### GIVEN INSTRUCTION
Render the listing below as a Markdown table with two columns, No. and Line. Give each line its own numbered row and leave out blank lines.

(Dataset excerpt)

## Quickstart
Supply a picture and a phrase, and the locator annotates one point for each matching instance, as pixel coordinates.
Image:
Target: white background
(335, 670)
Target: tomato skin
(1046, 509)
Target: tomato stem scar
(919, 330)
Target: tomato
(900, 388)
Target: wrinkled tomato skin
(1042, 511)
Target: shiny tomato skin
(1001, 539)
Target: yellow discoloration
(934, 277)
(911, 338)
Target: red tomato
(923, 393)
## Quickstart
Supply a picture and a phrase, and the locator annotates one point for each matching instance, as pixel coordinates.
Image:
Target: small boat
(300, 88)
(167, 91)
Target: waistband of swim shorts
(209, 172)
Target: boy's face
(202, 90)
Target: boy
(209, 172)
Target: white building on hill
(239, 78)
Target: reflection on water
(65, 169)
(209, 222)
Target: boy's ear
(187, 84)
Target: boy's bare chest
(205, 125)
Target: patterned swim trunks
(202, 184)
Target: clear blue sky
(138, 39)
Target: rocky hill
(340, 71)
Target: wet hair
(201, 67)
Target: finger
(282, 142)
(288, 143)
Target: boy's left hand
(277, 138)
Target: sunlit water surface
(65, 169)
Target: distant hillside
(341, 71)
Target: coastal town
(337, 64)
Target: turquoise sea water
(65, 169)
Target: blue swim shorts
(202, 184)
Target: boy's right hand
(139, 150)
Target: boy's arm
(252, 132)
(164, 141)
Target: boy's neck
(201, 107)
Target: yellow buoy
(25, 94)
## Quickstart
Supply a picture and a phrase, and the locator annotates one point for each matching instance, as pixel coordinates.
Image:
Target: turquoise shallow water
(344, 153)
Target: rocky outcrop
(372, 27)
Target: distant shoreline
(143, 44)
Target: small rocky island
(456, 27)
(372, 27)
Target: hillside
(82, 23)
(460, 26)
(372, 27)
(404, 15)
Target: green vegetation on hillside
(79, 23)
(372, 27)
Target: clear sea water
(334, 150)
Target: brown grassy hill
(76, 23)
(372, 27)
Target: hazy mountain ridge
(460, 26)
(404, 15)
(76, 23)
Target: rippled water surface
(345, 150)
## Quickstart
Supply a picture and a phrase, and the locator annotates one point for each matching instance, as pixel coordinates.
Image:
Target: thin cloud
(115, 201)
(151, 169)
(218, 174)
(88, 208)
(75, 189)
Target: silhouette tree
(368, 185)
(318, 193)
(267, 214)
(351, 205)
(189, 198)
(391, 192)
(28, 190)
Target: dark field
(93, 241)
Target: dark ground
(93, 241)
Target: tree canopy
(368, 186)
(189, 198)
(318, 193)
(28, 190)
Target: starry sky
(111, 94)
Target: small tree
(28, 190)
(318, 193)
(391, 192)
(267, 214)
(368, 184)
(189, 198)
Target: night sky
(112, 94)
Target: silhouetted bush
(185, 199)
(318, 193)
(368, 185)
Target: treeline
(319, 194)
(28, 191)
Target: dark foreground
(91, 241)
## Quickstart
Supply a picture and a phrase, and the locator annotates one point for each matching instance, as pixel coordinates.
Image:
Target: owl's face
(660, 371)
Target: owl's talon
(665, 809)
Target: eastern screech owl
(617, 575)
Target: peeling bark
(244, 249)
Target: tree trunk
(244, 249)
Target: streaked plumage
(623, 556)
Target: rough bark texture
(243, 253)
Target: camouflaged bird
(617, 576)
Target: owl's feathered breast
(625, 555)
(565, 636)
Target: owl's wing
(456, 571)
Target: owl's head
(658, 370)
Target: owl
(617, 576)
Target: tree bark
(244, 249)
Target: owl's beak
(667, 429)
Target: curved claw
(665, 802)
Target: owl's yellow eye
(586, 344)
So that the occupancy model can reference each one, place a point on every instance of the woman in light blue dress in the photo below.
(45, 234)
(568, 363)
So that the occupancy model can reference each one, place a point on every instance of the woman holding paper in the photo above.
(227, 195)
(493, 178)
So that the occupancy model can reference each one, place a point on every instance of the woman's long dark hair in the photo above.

### COMPLETED TASK
| No. | Line |
|---|---|
| 1 | ## Quickstart |
| 2 | Supply a picture and a phrase, and the locator annotates one point for each matching instance, as pixel coordinates. |
| 3 | Image: |
| 4 | Target: white background |
| 5 | (335, 670) |
| 6 | Target: tomato skin |
| 7 | (1046, 509) |
| 8 | Target: tomato stem scar |
| 9 | (919, 330) |
| 10 | Target: tomato |
| 11 | (900, 388) |
| 12 | Target: wrinkled tomato skin |
| 13 | (1042, 511) |
| 14 | Target: shiny tomato skin |
| 15 | (1001, 539) |
| 16 | Target: yellow discoloration |
| 17 | (934, 277) |
| 18 | (911, 338) |
| 19 | Target: red tomato |
| 20 | (923, 393) |
| 21 | ## Quickstart |
| 22 | Supply a picture and a phrase, and the locator annotates one point for each matching instance, as pixel coordinates. |
| 23 | Image: |
| 24 | Target: small boat |
| 25 | (300, 88) |
| 26 | (167, 91) |
| 27 | Target: waistband of swim shorts |
| 28 | (209, 172) |
| 29 | Target: boy's face |
| 30 | (202, 90) |
| 31 | Target: boy |
| 32 | (209, 172) |
| 33 | Target: white building on hill |
| 34 | (239, 78) |
| 35 | Target: reflection on water |
| 36 | (65, 169) |
| 37 | (209, 222) |
| 38 | Target: boy's ear |
| 39 | (187, 84) |
| 40 | Target: boy's bare chest |
| 41 | (205, 125) |
| 42 | Target: patterned swim trunks |
| 43 | (202, 184) |
| 44 | Target: clear blue sky |
| 45 | (138, 39) |
| 46 | Target: rocky hill |
| 47 | (340, 71) |
| 48 | Target: wet hair |
| 49 | (201, 67) |
| 50 | Target: finger |
| 51 | (282, 142) |
| 52 | (288, 143) |
| 53 | Target: boy's left hand |
| 54 | (277, 138) |
| 55 | Target: sunlit water surface |
| 56 | (65, 169) |
| 57 | Target: distant hillside |
| 58 | (341, 71) |
| 59 | Target: coastal town |
| 60 | (337, 64) |
| 61 | Target: turquoise sea water |
| 62 | (65, 169) |
| 63 | Target: blue swim shorts |
| 64 | (202, 184) |
| 65 | Target: boy's right hand |
| 66 | (139, 150) |
| 67 | Target: boy's arm |
| 68 | (252, 132) |
| 69 | (164, 141) |
| 70 | Target: boy's neck |
| 71 | (201, 107) |
| 72 | Target: yellow buoy |
| 73 | (25, 94) |
| 74 | ## Quickstart |
| 75 | Supply a picture and a phrase, and the locator annotates one point for each matching instance, as pixel coordinates. |
| 76 | Image: |
| 77 | Target: turquoise shallow water |
| 78 | (344, 153) |
| 79 | Target: rocky outcrop |
| 80 | (372, 27) |
| 81 | Target: distant shoreline |
| 82 | (143, 44) |
| 83 | Target: small rocky island |
| 84 | (456, 27) |
| 85 | (372, 27) |
| 86 | Target: hillside |
| 87 | (82, 23) |
| 88 | (460, 26) |
| 89 | (372, 27) |
| 90 | (404, 15) |
| 91 | Target: green vegetation on hillside |
| 92 | (79, 23) |
| 93 | (372, 27) |
| 94 | Target: clear sea water |
| 95 | (334, 150) |
| 96 | Target: brown grassy hill |
| 97 | (76, 23) |
| 98 | (372, 27) |
| 99 | Target: hazy mountain ridge |
| 100 | (460, 26) |
| 101 | (404, 15) |
| 102 | (76, 23) |
| 103 | Target: rippled water surface |
| 104 | (345, 150) |
| 105 | ## Quickstart |
| 106 | Supply a picture and a phrase, and the locator annotates one point for each matching instance, as pixel coordinates. |
| 107 | Image: |
| 108 | Target: thin cloud |
| 109 | (115, 201) |
| 110 | (151, 169) |
| 111 | (218, 174) |
| 112 | (88, 208) |
| 113 | (75, 189) |
| 114 | Target: silhouette tree |
| 115 | (368, 185) |
| 116 | (318, 193) |
| 117 | (267, 214) |
| 118 | (351, 205) |
| 119 | (189, 198) |
| 120 | (391, 192) |
| 121 | (28, 190) |
| 122 | Target: dark field |
| 123 | (93, 241) |
| 124 | Target: dark ground |
| 125 | (93, 241) |
| 126 | Target: tree canopy |
| 127 | (368, 186) |
| 128 | (189, 198) |
| 129 | (318, 193) |
| 130 | (28, 190) |
| 131 | Target: starry sky |
| 132 | (111, 94) |
| 133 | Target: small tree |
| 134 | (28, 190) |
| 135 | (318, 193) |
| 136 | (391, 192) |
| 137 | (267, 214) |
| 138 | (368, 184) |
| 139 | (189, 198) |
| 140 | Target: night sky |
| 141 | (112, 94) |
| 142 | Target: silhouetted bush |
| 143 | (185, 199) |
| 144 | (318, 193) |
| 145 | (368, 185) |
| 146 | Target: treeline |
| 147 | (319, 194) |
| 148 | (28, 191) |
| 149 | Target: dark foreground |
| 150 | (91, 241) |
| 151 | ## Quickstart |
| 152 | Supply a picture and a phrase, and the locator annotates one point for each matching instance, as pixel coordinates. |
| 153 | Image: |
| 154 | Target: owl's face |
| 155 | (660, 371) |
| 156 | Target: owl's talon |
| 157 | (665, 809) |
| 158 | Target: eastern screech owl |
| 159 | (617, 575) |
| 160 | Target: peeling bark |
| 161 | (244, 249) |
| 162 | Target: tree trunk |
| 163 | (244, 249) |
| 164 | Target: streaked plumage |
| 165 | (623, 556) |
| 166 | Target: rough bark texture |
| 167 | (243, 253) |
| 168 | Target: camouflaged bird |
| 169 | (617, 576) |
| 170 | Target: owl's feathered breast |
| 171 | (625, 555) |
| 172 | (565, 636) |
| 173 | Target: owl's wing |
| 174 | (456, 571) |
| 175 | Target: owl's head |
| 176 | (658, 370) |
| 177 | Target: owl |
| 178 | (617, 576) |
| 179 | Target: tree bark |
| 180 | (244, 249) |
| 181 | Target: owl's beak |
| 182 | (667, 429) |
| 183 | Target: curved claw |
| 184 | (665, 802) |
| 185 | Target: owl's yellow eye |
| 186 | (586, 344) |
| 187 | So that the occupancy model can reference each one, place a point on every instance of the woman in light blue dress in the photo below. |
| 188 | (45, 234) |
| 189 | (568, 363) |
| 190 | So that the occupancy model can reference each one, place a point on every instance of the woman holding paper in the photo above. |
| 191 | (227, 195) |
| 192 | (493, 178) |
| 193 | So that the occupancy model can reference each one, place a point on every instance of the woman's long dark hair in the photo above. |